WHAT IS ASKED:
Rewrite the entries starting at the line that has "bbox: desert ground" and stopping after the line that has "[339,243,512,428]", replacing "truck" with "lorry" and changing nothing else. Leave the pictures out of your answer.

Entries on locating named things:
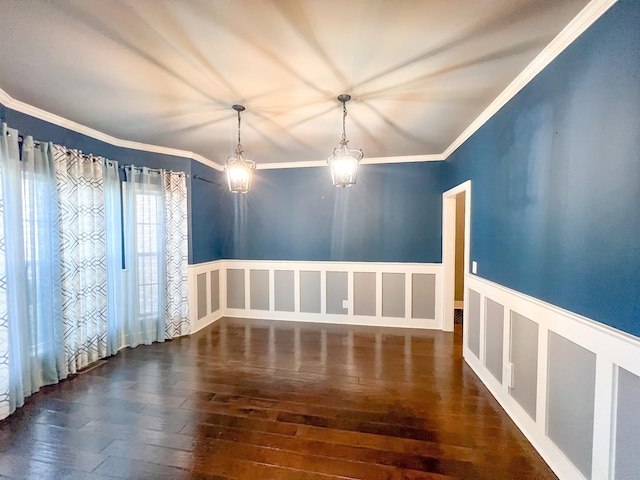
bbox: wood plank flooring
[0,319,556,480]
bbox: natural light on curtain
[0,124,190,419]
[0,127,66,412]
[53,145,107,373]
[122,166,189,347]
[0,124,11,418]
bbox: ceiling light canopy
[328,93,364,188]
[224,105,256,193]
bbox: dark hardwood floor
[0,319,556,480]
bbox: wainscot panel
[189,260,442,331]
[463,275,640,480]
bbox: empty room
[0,0,640,480]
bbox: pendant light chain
[236,110,242,155]
[340,102,348,145]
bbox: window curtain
[0,125,67,412]
[103,160,124,355]
[122,166,190,347]
[0,124,190,419]
[0,124,12,419]
[53,145,107,373]
[163,171,191,338]
[122,166,165,348]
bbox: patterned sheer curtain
[163,171,191,338]
[53,145,107,373]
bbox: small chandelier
[328,93,364,188]
[224,105,256,193]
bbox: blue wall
[224,162,444,262]
[446,1,640,336]
[0,0,640,336]
[0,105,221,263]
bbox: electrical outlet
[502,363,513,388]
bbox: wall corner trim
[0,0,618,171]
[0,88,224,171]
[442,0,618,160]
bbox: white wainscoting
[463,275,640,480]
[188,260,443,332]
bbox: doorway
[442,180,471,332]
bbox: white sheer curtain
[0,124,190,419]
[0,124,12,419]
[122,166,165,347]
[0,126,67,412]
[103,160,124,355]
[122,166,190,347]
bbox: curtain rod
[7,131,188,176]
[193,175,222,187]
[118,165,190,178]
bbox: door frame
[442,180,471,332]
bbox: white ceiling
[0,0,588,169]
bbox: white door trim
[442,180,471,332]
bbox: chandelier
[328,93,364,188]
[224,105,256,193]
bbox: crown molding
[442,0,618,160]
[0,0,618,171]
[256,154,445,170]
[0,88,224,170]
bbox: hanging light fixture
[328,93,364,187]
[224,105,256,193]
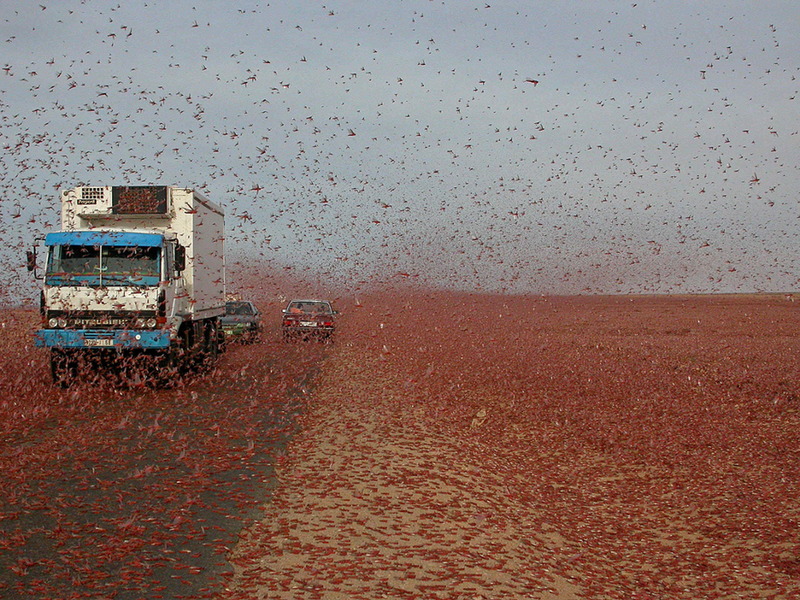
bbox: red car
[281,300,339,341]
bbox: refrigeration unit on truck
[28,186,225,387]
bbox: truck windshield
[46,245,161,286]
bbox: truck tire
[50,348,78,389]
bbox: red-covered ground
[0,292,800,599]
[223,294,800,599]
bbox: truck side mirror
[27,250,36,271]
[175,244,186,271]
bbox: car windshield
[289,302,333,314]
[225,302,253,315]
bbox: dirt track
[0,294,800,600]
[220,295,800,599]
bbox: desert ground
[224,294,800,599]
[0,290,800,600]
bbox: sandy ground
[224,295,800,600]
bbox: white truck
[28,186,225,387]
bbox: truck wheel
[50,349,78,389]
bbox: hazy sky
[0,0,800,298]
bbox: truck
[27,186,225,387]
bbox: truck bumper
[34,329,170,350]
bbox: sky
[0,0,800,303]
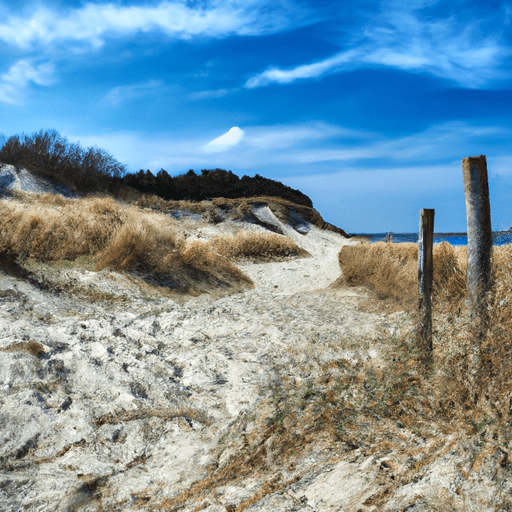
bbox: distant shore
[350,231,512,245]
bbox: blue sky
[0,0,512,233]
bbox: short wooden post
[462,155,492,402]
[418,209,435,358]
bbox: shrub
[0,130,125,193]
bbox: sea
[352,231,512,245]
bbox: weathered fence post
[462,155,492,402]
[418,209,435,359]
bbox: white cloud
[0,0,298,48]
[202,126,245,153]
[0,60,55,104]
[105,80,163,106]
[245,2,512,88]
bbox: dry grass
[0,193,252,293]
[338,242,466,304]
[209,230,310,260]
[339,243,512,428]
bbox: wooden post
[418,209,435,358]
[462,155,492,402]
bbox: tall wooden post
[462,155,492,401]
[418,209,435,357]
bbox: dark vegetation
[121,169,313,208]
[0,130,313,208]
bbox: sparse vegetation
[0,193,316,294]
[330,243,512,510]
[209,231,309,260]
[0,130,125,194]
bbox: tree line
[121,169,313,208]
[0,130,313,207]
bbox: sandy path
[0,227,408,512]
[239,227,355,295]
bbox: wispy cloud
[0,60,55,104]
[105,80,163,106]
[245,2,512,88]
[0,0,298,48]
[64,122,512,178]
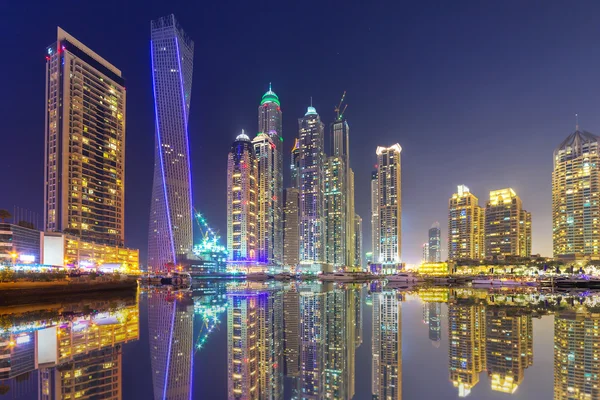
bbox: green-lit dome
[260,83,281,106]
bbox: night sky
[0,0,600,262]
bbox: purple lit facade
[148,15,194,270]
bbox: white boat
[246,272,269,281]
[385,273,425,283]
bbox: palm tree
[0,210,12,222]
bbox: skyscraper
[371,169,381,263]
[298,106,325,270]
[283,188,300,267]
[552,126,600,257]
[148,14,194,269]
[354,214,363,268]
[252,133,283,265]
[376,143,402,265]
[227,131,258,261]
[484,188,531,257]
[323,156,351,268]
[252,84,283,265]
[427,222,442,262]
[448,185,485,260]
[371,291,402,400]
[44,27,126,246]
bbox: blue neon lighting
[150,40,177,262]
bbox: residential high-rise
[371,170,381,263]
[484,188,531,257]
[252,84,283,265]
[448,302,487,397]
[298,106,325,270]
[421,242,429,263]
[283,187,300,267]
[554,307,600,400]
[371,291,402,400]
[448,185,485,260]
[44,27,126,246]
[252,133,283,265]
[354,214,363,268]
[427,222,442,262]
[290,139,300,189]
[552,130,600,257]
[148,14,194,270]
[323,156,349,268]
[377,143,402,265]
[227,131,258,261]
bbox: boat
[385,273,425,283]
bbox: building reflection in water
[0,295,139,400]
[554,307,600,400]
[372,291,402,400]
[148,290,194,400]
[227,283,284,400]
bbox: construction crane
[334,90,348,121]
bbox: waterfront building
[148,14,194,270]
[298,106,325,272]
[448,185,485,260]
[44,27,126,246]
[484,188,531,257]
[252,133,283,265]
[421,243,429,263]
[0,223,43,265]
[227,131,258,261]
[552,126,600,257]
[323,156,349,268]
[485,307,533,393]
[371,291,402,400]
[371,169,381,263]
[283,188,300,268]
[448,302,486,397]
[427,222,442,262]
[554,308,600,400]
[252,84,283,265]
[354,214,363,269]
[41,232,140,271]
[148,292,194,400]
[376,143,402,265]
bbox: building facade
[552,127,600,257]
[227,131,258,261]
[283,188,300,267]
[427,222,442,262]
[485,188,531,257]
[44,27,126,246]
[148,15,194,270]
[371,170,381,263]
[376,143,402,265]
[323,156,348,268]
[448,185,485,260]
[298,106,325,268]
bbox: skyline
[0,5,600,262]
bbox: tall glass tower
[298,107,325,265]
[148,15,194,270]
[252,84,283,265]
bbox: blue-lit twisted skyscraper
[148,15,194,270]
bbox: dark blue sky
[0,0,600,262]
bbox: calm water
[0,282,600,400]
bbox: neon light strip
[175,36,194,242]
[150,40,177,263]
[163,300,177,400]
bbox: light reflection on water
[0,282,600,400]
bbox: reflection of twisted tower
[554,309,600,400]
[148,292,194,400]
[372,291,402,400]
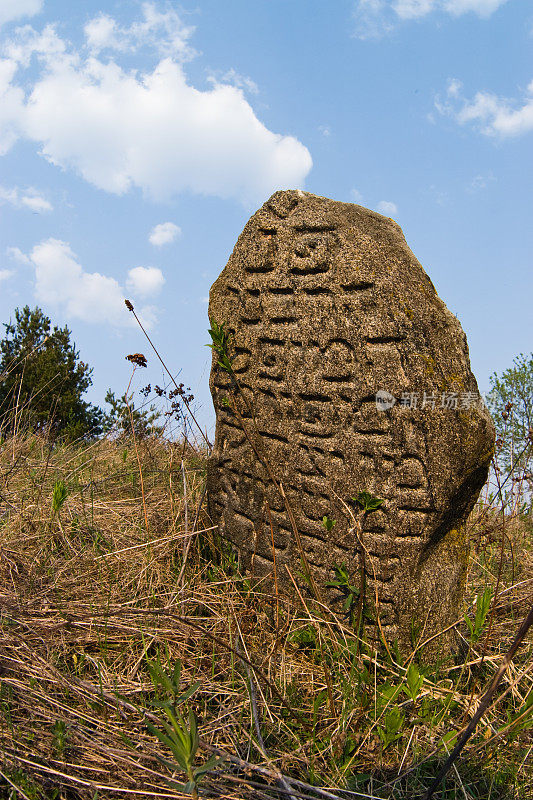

ANSWER BELOW:
bbox: desert ground
[224,294,800,599]
[0,290,800,600]
bbox: sandy ground
[224,295,800,600]
bbox: white lorry
[28,186,225,387]
bbox: lorry wheel
[50,349,78,389]
bbox: hazy sky
[0,0,800,298]
bbox: lorry
[27,186,225,387]
bbox: lorry bumper
[34,329,170,350]
bbox: sky
[0,0,800,303]
bbox: distant shore
[350,231,512,245]
bbox: blue sky
[0,0,512,233]
bbox: short wooden post
[462,155,492,402]
[418,209,435,358]
bbox: shrub
[0,130,125,193]
bbox: sea
[352,231,512,245]
bbox: weathered fence post
[462,155,492,402]
[418,209,435,359]
bbox: white cloud
[0,0,298,48]
[202,126,245,153]
[0,60,55,104]
[105,80,163,106]
[245,2,512,88]
bbox: dry grass
[0,193,252,293]
[338,242,466,304]
[209,230,310,260]
[339,243,512,428]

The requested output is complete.